### Work instructions
Give an unaltered copy of the listing below, minus its pictures.

*** Opening of Data excerpts ***

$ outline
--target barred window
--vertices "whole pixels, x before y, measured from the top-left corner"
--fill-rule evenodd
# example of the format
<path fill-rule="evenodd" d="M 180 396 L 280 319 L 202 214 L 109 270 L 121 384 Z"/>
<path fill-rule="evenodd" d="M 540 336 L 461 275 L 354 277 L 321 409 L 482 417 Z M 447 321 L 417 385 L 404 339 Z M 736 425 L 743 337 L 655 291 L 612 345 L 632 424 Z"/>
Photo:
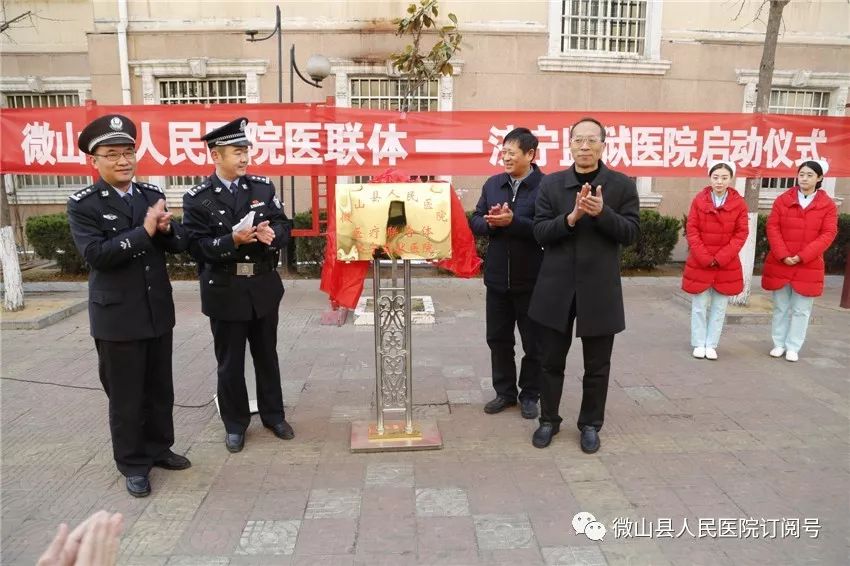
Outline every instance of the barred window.
<path fill-rule="evenodd" d="M 160 104 L 246 103 L 244 78 L 159 79 Z M 167 178 L 168 188 L 188 189 L 204 180 L 202 176 L 178 175 Z"/>
<path fill-rule="evenodd" d="M 643 55 L 646 0 L 563 0 L 561 52 Z"/>
<path fill-rule="evenodd" d="M 352 108 L 399 110 L 411 88 L 411 81 L 390 77 L 354 77 L 350 79 Z M 436 80 L 425 82 L 410 96 L 408 110 L 438 110 L 439 87 Z"/>
<path fill-rule="evenodd" d="M 6 108 L 47 108 L 57 106 L 79 106 L 80 95 L 76 92 L 36 93 L 25 92 L 4 94 Z M 85 175 L 15 175 L 21 189 L 67 189 L 68 193 L 92 184 Z"/>
<path fill-rule="evenodd" d="M 768 112 L 772 114 L 798 114 L 826 116 L 829 114 L 829 91 L 774 88 L 770 91 Z M 764 189 L 788 189 L 797 184 L 796 177 L 762 179 Z"/>
<path fill-rule="evenodd" d="M 244 78 L 159 79 L 160 104 L 228 104 L 248 102 Z"/>

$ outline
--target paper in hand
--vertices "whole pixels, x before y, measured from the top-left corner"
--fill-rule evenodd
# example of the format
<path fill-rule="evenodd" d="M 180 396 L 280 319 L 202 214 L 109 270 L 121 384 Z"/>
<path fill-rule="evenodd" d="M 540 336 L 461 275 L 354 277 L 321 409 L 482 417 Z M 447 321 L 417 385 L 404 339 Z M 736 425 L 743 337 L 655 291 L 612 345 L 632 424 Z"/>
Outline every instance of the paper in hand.
<path fill-rule="evenodd" d="M 233 227 L 233 231 L 234 232 L 241 232 L 245 228 L 250 228 L 253 225 L 254 225 L 254 211 L 252 210 L 251 212 L 249 212 L 248 214 L 246 214 L 245 216 L 242 217 L 242 220 L 240 220 L 236 224 L 236 226 Z"/>

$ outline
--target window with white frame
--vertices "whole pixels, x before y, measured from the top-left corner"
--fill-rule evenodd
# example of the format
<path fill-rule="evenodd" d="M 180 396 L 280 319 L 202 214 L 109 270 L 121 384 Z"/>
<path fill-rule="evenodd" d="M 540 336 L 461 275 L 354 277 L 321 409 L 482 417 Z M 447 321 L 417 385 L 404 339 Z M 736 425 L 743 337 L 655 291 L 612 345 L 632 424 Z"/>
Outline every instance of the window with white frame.
<path fill-rule="evenodd" d="M 406 79 L 392 77 L 352 77 L 349 79 L 349 102 L 352 108 L 399 110 L 409 99 L 408 110 L 413 112 L 438 110 L 439 82 L 426 81 L 410 94 L 415 85 Z"/>
<path fill-rule="evenodd" d="M 6 108 L 47 108 L 57 106 L 79 106 L 80 95 L 77 92 L 16 92 L 3 94 L 3 106 Z M 21 189 L 67 189 L 73 192 L 90 185 L 91 177 L 85 175 L 15 175 L 17 186 Z"/>
<path fill-rule="evenodd" d="M 829 91 L 794 88 L 774 88 L 770 91 L 768 112 L 772 114 L 798 114 L 826 116 L 829 114 Z M 762 179 L 765 189 L 787 189 L 797 184 L 795 177 Z"/>
<path fill-rule="evenodd" d="M 244 77 L 213 79 L 158 79 L 160 104 L 231 104 L 246 103 L 248 97 Z M 202 176 L 177 175 L 167 177 L 168 188 L 182 189 L 197 185 Z"/>
<path fill-rule="evenodd" d="M 564 0 L 561 51 L 643 55 L 646 0 Z"/>
<path fill-rule="evenodd" d="M 549 0 L 541 71 L 663 75 L 661 10 L 653 0 Z"/>
<path fill-rule="evenodd" d="M 248 101 L 245 77 L 159 79 L 160 104 L 232 104 Z"/>

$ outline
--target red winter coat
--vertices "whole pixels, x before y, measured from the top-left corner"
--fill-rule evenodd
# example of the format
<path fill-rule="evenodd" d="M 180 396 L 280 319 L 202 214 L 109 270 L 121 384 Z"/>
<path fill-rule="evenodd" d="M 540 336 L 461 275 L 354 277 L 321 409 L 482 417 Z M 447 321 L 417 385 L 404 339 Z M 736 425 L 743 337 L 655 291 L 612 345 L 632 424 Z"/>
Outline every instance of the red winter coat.
<path fill-rule="evenodd" d="M 797 199 L 799 187 L 791 187 L 773 202 L 767 217 L 770 252 L 764 262 L 761 286 L 768 291 L 788 283 L 797 293 L 819 297 L 823 293 L 823 252 L 838 233 L 838 208 L 822 190 L 803 208 Z M 785 265 L 786 257 L 800 256 L 797 265 Z"/>
<path fill-rule="evenodd" d="M 688 212 L 690 250 L 682 274 L 686 293 L 702 293 L 709 287 L 724 295 L 744 290 L 738 252 L 747 240 L 747 203 L 735 189 L 727 189 L 726 202 L 715 208 L 711 187 L 694 197 Z M 716 262 L 716 265 L 711 264 Z"/>

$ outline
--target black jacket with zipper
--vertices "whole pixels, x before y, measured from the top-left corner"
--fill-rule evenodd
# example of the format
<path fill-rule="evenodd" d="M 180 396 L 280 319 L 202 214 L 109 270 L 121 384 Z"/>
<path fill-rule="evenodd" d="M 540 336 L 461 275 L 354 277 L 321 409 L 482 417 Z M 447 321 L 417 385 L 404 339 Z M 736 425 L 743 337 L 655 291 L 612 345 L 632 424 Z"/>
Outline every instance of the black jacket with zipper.
<path fill-rule="evenodd" d="M 531 292 L 537 280 L 543 249 L 534 239 L 534 202 L 544 174 L 537 165 L 532 163 L 531 167 L 531 174 L 520 183 L 516 197 L 507 173 L 487 179 L 469 222 L 474 234 L 489 237 L 484 284 L 493 291 Z M 505 202 L 514 212 L 513 222 L 504 228 L 488 226 L 484 216 L 490 207 Z"/>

*** Close of Data excerpts ***

### Response to this task
$ outline
--target barred window
--vertices "whole pixels, x before y, measured from the top-left corner"
--fill-rule evenodd
# example of the format
<path fill-rule="evenodd" d="M 180 396 L 280 319 L 202 214 L 109 270 L 121 384 Z"/>
<path fill-rule="evenodd" d="M 540 336 L 461 275 L 354 277 L 321 409 L 482 417 Z M 447 321 L 417 385 L 404 339 Z M 736 425 L 743 337 L 655 291 L 612 345 L 632 424 Z"/>
Photo:
Outline every instance of the barred window.
<path fill-rule="evenodd" d="M 160 104 L 246 103 L 244 78 L 159 79 Z M 167 178 L 168 188 L 188 189 L 204 180 L 202 176 L 178 175 Z"/>
<path fill-rule="evenodd" d="M 643 55 L 646 0 L 563 0 L 561 52 Z"/>
<path fill-rule="evenodd" d="M 352 108 L 399 110 L 411 88 L 411 81 L 390 77 L 354 77 L 350 79 Z M 436 80 L 425 82 L 410 96 L 408 110 L 438 110 L 439 87 Z"/>
<path fill-rule="evenodd" d="M 6 108 L 47 108 L 57 106 L 79 106 L 80 95 L 76 92 L 36 93 L 25 92 L 4 94 Z M 85 175 L 15 175 L 21 189 L 67 189 L 68 193 L 92 184 Z"/>
<path fill-rule="evenodd" d="M 768 112 L 772 114 L 798 114 L 826 116 L 829 114 L 829 91 L 774 88 L 770 91 Z M 764 189 L 788 189 L 797 184 L 796 177 L 762 179 Z"/>
<path fill-rule="evenodd" d="M 244 78 L 159 79 L 160 104 L 228 104 L 248 102 Z"/>

$ outline
--target paper in hand
--vertices "whole pixels, x before y, measured from the top-left corner"
--fill-rule evenodd
# example of the format
<path fill-rule="evenodd" d="M 180 396 L 280 319 L 202 214 L 109 270 L 121 384 Z"/>
<path fill-rule="evenodd" d="M 540 336 L 461 275 L 354 277 L 321 409 L 482 417 Z M 447 321 L 417 385 L 404 339 Z M 736 425 L 743 337 L 655 291 L 612 345 L 632 424 Z"/>
Outline every instance of the paper in hand.
<path fill-rule="evenodd" d="M 233 227 L 233 231 L 234 232 L 241 232 L 245 228 L 250 228 L 253 225 L 254 225 L 254 211 L 252 210 L 251 212 L 249 212 L 248 214 L 246 214 L 245 216 L 242 217 L 242 220 L 240 220 L 236 224 L 236 226 Z"/>

$ outline
--target window with white frame
--vertices "whole pixels, x before y, measured from the top-left corner"
--fill-rule evenodd
# example of the format
<path fill-rule="evenodd" d="M 180 396 L 280 319 L 202 214 L 109 270 L 121 384 Z"/>
<path fill-rule="evenodd" d="M 540 336 L 461 275 L 354 277 L 321 409 L 482 417 Z M 447 321 L 417 385 L 404 339 Z M 736 425 L 743 337 L 655 291 L 612 345 L 632 424 Z"/>
Outline every instance of the window with white frame.
<path fill-rule="evenodd" d="M 406 79 L 392 77 L 352 77 L 349 79 L 349 102 L 352 108 L 399 110 L 409 99 L 408 110 L 413 112 L 438 110 L 439 82 L 426 81 L 410 94 L 415 85 Z"/>
<path fill-rule="evenodd" d="M 6 108 L 47 108 L 57 106 L 79 106 L 80 95 L 77 92 L 16 92 L 3 94 L 3 106 Z M 21 189 L 67 189 L 73 192 L 90 185 L 91 177 L 85 175 L 15 175 L 17 186 Z"/>
<path fill-rule="evenodd" d="M 829 91 L 794 88 L 774 88 L 770 91 L 768 112 L 772 114 L 798 114 L 826 116 L 829 114 Z M 762 179 L 765 189 L 787 189 L 797 184 L 795 177 Z"/>
<path fill-rule="evenodd" d="M 244 77 L 213 79 L 158 79 L 160 104 L 231 104 L 246 103 L 248 97 Z M 202 176 L 177 175 L 167 177 L 168 188 L 182 189 L 197 185 Z"/>
<path fill-rule="evenodd" d="M 564 0 L 561 51 L 643 55 L 646 0 Z"/>
<path fill-rule="evenodd" d="M 549 0 L 541 71 L 663 75 L 661 10 L 653 0 Z"/>
<path fill-rule="evenodd" d="M 248 101 L 245 77 L 159 79 L 160 104 L 232 104 Z"/>

$ outline
--target red winter coat
--vertices "whole pixels, x before y, measured from the top-left corner"
--fill-rule evenodd
# example of the format
<path fill-rule="evenodd" d="M 180 396 L 280 319 L 202 214 L 109 270 L 121 384 Z"/>
<path fill-rule="evenodd" d="M 540 336 L 461 275 L 354 277 L 321 409 L 482 417 Z M 447 321 L 417 385 L 404 339 Z M 736 425 L 743 337 L 655 291 L 612 345 L 632 424 Z"/>
Outline every instance of the red winter coat.
<path fill-rule="evenodd" d="M 797 199 L 799 187 L 791 187 L 773 202 L 767 217 L 770 252 L 764 262 L 761 286 L 768 291 L 788 283 L 797 293 L 819 297 L 823 293 L 823 252 L 838 233 L 838 208 L 822 190 L 803 208 Z M 785 265 L 786 257 L 800 256 L 797 265 Z"/>
<path fill-rule="evenodd" d="M 688 212 L 690 250 L 682 274 L 686 293 L 702 293 L 709 287 L 724 295 L 744 290 L 738 252 L 747 240 L 747 203 L 735 189 L 727 189 L 726 202 L 715 208 L 711 187 L 694 197 Z M 716 262 L 716 265 L 711 264 Z"/>

$ outline
--target black jacket with zipper
--vertices "whole pixels, x before y, measured from the top-left corner"
--fill-rule evenodd
# example of the format
<path fill-rule="evenodd" d="M 180 396 L 280 319 L 202 214 L 109 270 L 121 384 Z"/>
<path fill-rule="evenodd" d="M 540 336 L 461 275 L 354 277 L 321 409 L 482 417 Z M 447 321 L 417 385 L 404 339 Z M 736 425 L 743 337 L 655 291 L 612 345 L 632 424 Z"/>
Outline every instance of the black jacket with zipper.
<path fill-rule="evenodd" d="M 531 292 L 537 280 L 543 249 L 534 239 L 534 202 L 544 174 L 537 165 L 532 163 L 531 167 L 531 174 L 520 183 L 516 197 L 507 173 L 487 179 L 469 222 L 474 234 L 489 237 L 484 284 L 493 291 Z M 505 202 L 514 212 L 513 222 L 504 228 L 488 226 L 484 216 L 490 207 Z"/>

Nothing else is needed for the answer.